PROBLEMS TO SOLVE |
#1 In the protocol excerpt, rewrite the paragraph beginning "The cells you produce during this experiment" more briefly, keeping its main facts.
#2 According to the protocol excerpt, how much 100% glycerol goes into the Cryo Buffer?
#3 Output everything in the protocol excerpt from "1. Set up a" down to "your own discretion.", copied exactly.
-- GIVEN TEXT follows --

    • If the plate is old, take an extra day to replate the bacteria onto fresh agar to restart their growth cycle.

  • Antibiotic Stock Solution (if you’re trying to insert a second plasmid into a plasmid-containing bacteria)

    • Most of the time you will do this protocol with no antibiotic

  • Ice box with ice

  • 25 ml of 0.1 M MgCl2 Solution (filter sterilised or autoclaved) kept on ice during experiment

  • 25 ml of 0.1 M CaCl2 Solution (filter sterilised or autoclaved) kept on ice during experiment

  • 2.5 ml of Cryo Buffer: 1.7 ml 0.1 M CaCL2, 0.3 ml 100% Glycerol (filter sterilised or autoclaved) kept on ice during experiment


Protocol:

Day 1:

  1. Set up a sterile workspace, ideally in a laminar flow hood. Wipe everything (including your hands/gloves) down with 70% ethanol

    • The cells you produce during this experiment will have an effect on many of your downstream protocols. Taking extra care here to use good sterile technique will save a lot of tears down the road.

    • This is a relatively safe experiment, PPE is less necessary and may pose a contamination risk. Use at your own discretion.
-- GIVEN TEXT concluded --
-- DATASET ENTRIES follows --
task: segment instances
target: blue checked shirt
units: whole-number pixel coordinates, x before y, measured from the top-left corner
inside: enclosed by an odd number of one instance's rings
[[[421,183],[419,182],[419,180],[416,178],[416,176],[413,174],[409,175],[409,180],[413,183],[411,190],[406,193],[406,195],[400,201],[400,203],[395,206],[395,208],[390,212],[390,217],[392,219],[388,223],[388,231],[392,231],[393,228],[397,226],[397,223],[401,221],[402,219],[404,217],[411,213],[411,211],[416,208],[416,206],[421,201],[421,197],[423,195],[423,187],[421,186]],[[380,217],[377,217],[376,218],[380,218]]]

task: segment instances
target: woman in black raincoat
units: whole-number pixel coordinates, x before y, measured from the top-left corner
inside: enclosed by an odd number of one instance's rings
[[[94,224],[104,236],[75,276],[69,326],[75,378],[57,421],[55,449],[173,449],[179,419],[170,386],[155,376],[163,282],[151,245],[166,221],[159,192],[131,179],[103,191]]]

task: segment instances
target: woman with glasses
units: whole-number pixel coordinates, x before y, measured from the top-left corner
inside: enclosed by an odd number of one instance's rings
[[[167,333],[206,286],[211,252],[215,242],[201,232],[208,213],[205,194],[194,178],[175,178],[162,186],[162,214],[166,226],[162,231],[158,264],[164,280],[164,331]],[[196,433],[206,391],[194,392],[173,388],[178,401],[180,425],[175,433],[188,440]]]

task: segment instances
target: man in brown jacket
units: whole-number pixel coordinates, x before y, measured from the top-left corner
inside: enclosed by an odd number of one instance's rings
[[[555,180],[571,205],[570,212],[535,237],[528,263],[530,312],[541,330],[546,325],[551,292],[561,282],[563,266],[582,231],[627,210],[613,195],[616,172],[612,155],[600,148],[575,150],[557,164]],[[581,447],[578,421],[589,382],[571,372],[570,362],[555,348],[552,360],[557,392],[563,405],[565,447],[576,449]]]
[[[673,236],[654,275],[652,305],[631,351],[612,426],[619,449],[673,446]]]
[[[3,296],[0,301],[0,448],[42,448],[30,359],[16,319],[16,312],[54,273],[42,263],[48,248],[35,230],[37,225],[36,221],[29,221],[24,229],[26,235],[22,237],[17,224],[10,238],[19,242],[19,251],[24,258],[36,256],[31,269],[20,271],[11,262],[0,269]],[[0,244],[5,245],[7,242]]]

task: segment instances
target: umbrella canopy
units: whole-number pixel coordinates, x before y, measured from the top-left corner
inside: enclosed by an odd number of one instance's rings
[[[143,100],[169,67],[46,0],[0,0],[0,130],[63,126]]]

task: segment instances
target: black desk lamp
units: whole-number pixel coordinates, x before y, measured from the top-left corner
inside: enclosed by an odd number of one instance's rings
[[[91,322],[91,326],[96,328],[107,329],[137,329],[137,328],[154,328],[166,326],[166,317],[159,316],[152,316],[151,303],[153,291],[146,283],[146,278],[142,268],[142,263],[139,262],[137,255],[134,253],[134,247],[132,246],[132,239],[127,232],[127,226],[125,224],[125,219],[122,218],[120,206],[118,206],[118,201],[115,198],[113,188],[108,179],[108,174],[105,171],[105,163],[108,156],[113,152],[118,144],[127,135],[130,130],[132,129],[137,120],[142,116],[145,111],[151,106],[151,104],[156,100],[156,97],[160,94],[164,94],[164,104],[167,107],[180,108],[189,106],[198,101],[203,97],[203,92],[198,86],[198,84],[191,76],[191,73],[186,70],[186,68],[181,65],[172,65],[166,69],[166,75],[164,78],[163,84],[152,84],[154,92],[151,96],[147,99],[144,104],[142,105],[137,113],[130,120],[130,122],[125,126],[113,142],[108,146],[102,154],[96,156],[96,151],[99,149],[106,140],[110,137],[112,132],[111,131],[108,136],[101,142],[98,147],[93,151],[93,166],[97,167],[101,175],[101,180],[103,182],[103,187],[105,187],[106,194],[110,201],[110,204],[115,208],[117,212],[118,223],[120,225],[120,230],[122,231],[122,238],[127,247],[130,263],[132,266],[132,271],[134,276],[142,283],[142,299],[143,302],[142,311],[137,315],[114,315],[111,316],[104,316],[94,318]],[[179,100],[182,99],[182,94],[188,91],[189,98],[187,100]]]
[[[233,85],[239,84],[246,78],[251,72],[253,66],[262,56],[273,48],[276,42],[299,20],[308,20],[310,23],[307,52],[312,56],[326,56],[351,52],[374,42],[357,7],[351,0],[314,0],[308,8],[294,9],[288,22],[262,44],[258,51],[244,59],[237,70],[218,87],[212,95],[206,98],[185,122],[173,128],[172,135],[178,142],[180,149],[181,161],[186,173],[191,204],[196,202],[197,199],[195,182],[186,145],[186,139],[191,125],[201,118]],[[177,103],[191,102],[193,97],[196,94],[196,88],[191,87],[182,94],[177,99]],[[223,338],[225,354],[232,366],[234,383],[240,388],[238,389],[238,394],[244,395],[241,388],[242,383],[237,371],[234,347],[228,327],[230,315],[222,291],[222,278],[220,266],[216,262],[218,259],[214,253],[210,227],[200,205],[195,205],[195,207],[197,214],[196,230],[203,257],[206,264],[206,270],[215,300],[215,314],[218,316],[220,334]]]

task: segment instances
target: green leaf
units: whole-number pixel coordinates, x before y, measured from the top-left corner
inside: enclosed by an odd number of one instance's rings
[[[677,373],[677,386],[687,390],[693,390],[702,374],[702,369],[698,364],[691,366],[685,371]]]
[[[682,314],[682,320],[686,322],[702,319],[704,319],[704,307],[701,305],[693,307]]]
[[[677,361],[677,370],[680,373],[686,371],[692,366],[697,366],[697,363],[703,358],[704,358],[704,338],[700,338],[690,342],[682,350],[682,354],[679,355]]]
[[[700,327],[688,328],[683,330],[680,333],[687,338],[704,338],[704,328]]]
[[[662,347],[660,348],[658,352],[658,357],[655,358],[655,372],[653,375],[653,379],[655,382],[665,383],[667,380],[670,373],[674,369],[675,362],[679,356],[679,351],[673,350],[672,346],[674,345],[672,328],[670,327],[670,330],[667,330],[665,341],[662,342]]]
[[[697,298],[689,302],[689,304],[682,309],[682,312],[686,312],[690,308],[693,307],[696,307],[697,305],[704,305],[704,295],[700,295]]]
-- DATASET ENTRIES concluded --
ANSWER LIST |
#1 These cells affect many later protocols, so careful sterile technique now will prevent trouble later.

#2 0.3 ml.

#3
1. Set up a sterile workspace, ideally in a laminar flow hood. Wipe everything (including your hands/gloves) down with 70% ethanol

    • The cells you produce during this experiment will have an effect on many of your downstream protocols. Taking extra care here to use good sterile technique will save a lot of tears down the road.

    • This is a relatively safe experiment, PPE is less necessary and may pose a contamination risk. Use at your own discretion.